SUPPLIED MATERIAL start

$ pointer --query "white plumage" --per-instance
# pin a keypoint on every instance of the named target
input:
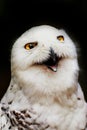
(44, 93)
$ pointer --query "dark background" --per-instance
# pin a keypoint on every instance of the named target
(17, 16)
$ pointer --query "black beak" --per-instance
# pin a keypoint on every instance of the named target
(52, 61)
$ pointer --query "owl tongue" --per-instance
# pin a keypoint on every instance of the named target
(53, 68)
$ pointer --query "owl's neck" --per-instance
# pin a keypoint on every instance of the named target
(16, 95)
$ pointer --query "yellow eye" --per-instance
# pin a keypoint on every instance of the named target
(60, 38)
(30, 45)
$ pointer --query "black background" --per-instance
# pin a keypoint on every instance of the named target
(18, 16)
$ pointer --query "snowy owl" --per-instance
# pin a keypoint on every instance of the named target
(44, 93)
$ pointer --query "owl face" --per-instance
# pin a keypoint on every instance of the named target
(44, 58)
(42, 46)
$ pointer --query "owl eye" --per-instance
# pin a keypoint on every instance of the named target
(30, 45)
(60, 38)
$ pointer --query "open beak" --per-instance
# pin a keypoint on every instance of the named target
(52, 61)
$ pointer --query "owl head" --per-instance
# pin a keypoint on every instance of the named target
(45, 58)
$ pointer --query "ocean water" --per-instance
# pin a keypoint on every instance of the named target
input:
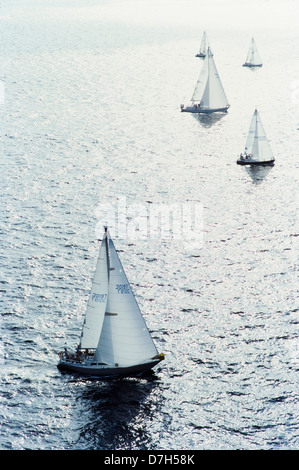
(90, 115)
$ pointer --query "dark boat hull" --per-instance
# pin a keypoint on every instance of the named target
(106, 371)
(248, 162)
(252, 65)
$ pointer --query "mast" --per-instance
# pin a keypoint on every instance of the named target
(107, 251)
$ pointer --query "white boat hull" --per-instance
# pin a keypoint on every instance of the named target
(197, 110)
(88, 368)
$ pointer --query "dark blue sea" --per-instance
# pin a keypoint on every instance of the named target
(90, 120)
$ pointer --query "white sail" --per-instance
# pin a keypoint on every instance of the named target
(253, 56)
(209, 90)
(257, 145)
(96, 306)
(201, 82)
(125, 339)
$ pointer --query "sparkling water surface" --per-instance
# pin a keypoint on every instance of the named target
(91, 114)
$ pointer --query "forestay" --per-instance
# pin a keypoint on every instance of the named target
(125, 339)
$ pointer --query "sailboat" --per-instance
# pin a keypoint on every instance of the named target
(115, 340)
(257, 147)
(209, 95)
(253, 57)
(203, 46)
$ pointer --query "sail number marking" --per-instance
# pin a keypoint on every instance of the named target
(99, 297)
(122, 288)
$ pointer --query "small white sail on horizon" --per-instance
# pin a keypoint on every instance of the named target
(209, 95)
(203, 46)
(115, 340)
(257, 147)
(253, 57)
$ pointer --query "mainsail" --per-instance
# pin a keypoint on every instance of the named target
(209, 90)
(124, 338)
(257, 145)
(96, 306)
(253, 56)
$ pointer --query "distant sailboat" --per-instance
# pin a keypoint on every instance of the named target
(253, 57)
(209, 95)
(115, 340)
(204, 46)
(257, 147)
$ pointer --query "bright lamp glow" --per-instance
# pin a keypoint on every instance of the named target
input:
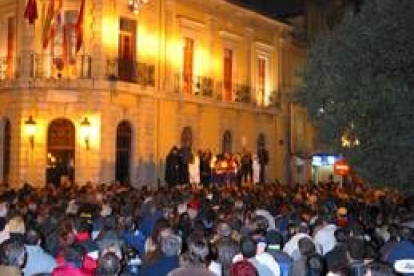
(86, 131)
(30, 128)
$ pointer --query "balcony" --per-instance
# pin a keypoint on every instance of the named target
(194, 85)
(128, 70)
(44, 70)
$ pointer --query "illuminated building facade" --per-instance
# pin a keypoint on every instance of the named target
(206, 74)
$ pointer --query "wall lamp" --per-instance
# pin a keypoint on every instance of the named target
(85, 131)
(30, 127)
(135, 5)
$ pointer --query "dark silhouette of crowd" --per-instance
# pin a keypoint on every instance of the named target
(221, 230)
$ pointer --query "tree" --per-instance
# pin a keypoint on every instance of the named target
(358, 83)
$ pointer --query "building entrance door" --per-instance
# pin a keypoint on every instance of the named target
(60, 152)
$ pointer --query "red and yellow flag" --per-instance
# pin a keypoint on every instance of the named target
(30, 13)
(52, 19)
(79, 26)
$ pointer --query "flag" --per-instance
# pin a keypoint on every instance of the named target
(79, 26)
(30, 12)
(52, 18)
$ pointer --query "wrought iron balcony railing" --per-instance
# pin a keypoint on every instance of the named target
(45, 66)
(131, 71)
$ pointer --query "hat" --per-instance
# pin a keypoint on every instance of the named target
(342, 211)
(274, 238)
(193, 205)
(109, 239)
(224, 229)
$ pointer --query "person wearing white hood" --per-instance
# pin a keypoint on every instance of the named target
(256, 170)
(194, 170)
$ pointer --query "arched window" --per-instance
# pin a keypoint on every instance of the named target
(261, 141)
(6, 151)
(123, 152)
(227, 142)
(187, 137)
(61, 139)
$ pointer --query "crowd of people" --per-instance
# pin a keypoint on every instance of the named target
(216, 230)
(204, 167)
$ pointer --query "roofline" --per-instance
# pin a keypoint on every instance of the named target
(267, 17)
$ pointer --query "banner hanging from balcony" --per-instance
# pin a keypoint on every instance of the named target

SUPPLIED MATERIAL end

### THE EXERCISE
Pull out every line in the records above that contains the word "yellow". Treat uppercase and lowercase as different.

### WORKED SOLUTION
$ pointer --query "yellow eye" --per-instance
$ pointer --query "red and yellow flag" --per-instance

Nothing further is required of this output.